- TEKSTFRAGMENT:
╭──

Eerste Oosterwolds Dictee 2019
Any resemblance with existing persons is purely coincidental ...
De Specialisten moesten de vette, rode woorden invullen, de Liefhebbers de onderstreepte, rode. De invulitems voor beide groepen zijn vet, onderstreept en rood! Het commentaar is blauw. Bij botsende kleuren gebruik ik groen ...
De Geest van Oosterwold (auteur: Bob van Dijk)
1. Word je ook zo tureluurs van Maarten van Rossem? Hij heeft er echt geen mallemoer van begrepen, laatst op tv [GB, VD ook: teevee ook goed!; tv'tje. teeveetje]. Werkt heel Oosterwold zich de pleuris [van: longontsteking, pleuritis] om de kleiige kleigrond te frezen teneinde er nutsgewassen [zie ook einde alinea 6!] te telen, komt deze vileine oud-hoogleraar zaniken dat al die
huis-tuin-en-keukenlandbouw maar aangeprate quatsch [onzin] is ... Laat hem zelf maar eens komen proeven hoe verrukkelijk eigengekweekte sperziebonen en kapucijners je smaakpapillen vleien. Njamnjam [ook: jammie, nomnom]! Of trakteren we deze punaisepoetser liever op rattenkruit [gif, rattenkruid is een plant: de wilde munt], verstopt in vrije-uitloopeieren van barnevelders? Nee toch zeker: in de geest van Oosterwold zijn we absoluut niet wraakzuchtig.
2. Eenkennig zijn we evenmin. We groeten elkaar op straat met houdoe, moi of goeiemoggel; we komen immers uit alle windstreken in deze metropool. We wisselen pallets [laadbord, misschien zouden pellets, bolletjes ook wel kunnen ...] en bahco's [Engelse sleutel] uit en kopen gezamenlijk ducttape [sterk textielplakband] en tiewraps [kabelbinder] in. Maar vooral raad en daad zijn een gewild ruilobject.

╰──

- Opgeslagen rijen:
╭──

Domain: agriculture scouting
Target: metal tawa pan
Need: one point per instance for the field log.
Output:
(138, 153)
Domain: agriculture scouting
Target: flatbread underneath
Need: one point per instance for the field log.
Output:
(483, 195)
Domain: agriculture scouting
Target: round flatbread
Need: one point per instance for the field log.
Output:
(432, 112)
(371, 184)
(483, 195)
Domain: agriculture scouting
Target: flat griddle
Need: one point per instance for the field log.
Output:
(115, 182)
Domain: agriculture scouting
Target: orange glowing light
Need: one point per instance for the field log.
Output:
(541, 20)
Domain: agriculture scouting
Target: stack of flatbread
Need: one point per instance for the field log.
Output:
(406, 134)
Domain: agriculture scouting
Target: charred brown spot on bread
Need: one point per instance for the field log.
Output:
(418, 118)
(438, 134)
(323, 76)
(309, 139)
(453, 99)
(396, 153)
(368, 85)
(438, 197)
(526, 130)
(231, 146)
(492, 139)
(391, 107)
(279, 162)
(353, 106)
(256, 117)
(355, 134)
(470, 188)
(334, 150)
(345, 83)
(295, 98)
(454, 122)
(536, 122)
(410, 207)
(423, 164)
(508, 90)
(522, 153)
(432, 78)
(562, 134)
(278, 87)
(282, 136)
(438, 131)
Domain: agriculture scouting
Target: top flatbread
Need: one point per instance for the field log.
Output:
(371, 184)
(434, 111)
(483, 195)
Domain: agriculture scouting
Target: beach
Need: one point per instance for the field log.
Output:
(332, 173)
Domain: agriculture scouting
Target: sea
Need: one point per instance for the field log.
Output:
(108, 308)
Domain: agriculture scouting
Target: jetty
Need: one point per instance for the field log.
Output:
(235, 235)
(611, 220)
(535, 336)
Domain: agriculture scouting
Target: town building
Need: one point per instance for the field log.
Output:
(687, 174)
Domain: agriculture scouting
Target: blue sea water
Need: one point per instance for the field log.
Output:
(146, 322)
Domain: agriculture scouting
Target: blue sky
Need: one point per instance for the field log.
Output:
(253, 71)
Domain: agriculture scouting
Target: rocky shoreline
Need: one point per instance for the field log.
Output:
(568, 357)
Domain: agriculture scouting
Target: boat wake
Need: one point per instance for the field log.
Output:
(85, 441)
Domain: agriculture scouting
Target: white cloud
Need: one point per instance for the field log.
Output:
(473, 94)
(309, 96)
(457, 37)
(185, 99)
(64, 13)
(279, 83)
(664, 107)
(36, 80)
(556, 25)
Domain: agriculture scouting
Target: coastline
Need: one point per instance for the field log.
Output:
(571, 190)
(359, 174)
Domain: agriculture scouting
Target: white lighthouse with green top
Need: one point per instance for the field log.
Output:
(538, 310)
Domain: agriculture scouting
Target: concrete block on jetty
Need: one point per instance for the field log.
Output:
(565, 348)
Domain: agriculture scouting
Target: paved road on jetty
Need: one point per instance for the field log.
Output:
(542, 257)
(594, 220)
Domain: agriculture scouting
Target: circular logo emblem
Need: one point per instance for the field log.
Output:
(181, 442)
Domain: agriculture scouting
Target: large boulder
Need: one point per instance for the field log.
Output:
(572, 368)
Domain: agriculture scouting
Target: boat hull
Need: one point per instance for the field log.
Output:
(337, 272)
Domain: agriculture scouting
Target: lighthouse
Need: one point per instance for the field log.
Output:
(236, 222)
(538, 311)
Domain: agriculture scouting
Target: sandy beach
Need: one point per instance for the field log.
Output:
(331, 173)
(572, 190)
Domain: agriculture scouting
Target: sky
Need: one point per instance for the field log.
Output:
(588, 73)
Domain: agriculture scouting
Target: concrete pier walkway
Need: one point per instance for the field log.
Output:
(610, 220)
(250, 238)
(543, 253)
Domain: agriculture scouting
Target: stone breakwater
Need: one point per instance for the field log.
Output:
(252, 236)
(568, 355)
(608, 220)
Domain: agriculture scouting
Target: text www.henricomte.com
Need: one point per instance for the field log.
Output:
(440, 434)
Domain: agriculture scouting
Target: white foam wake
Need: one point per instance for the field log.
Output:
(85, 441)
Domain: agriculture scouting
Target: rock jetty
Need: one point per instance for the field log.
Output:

╰──

- GEGEVEN OPGAVE A: Schrijf uit het dictee het stuk over dat loopt van "2. Eenkennig zijn" tot en met "een gewild ruilobject.".
- GEGEVEN OPGAVE B:
Beantwoord de volgende vragen over het dictee:
(i) Welke woorden moesten de Liefhebbers invullen?
(ii) Wie is volgens het dictee de auteur van "De Geest van Oosterwold"?
(iii) Met welke groeten begroet men elkaar volgens het dictee op straat?

- UITWERKING OPGAVE A:
2. Eenkennig zijn we evenmin. We groeten elkaar op straat met houdoe, moi of goeiemoggel; we komen immers uit alle windstreken in deze metropool. We wisselen pallets [laadbord, misschien zouden pellets, bolletjes ook wel kunnen ...] en bahco's [Engelse sleutel] uit en kopen gezamenlijk ducttape [sterk textielplakband] en tiewraps [kabelbinder] in. Maar vooral raad en daad zijn een gewild ruilobject.

- UITWERKING OPGAVE B:
(i) De onderstreepte, rode woorden.
(ii) Bob van Dijk.
(iii) Met houdoe, moi of goeiemoggel.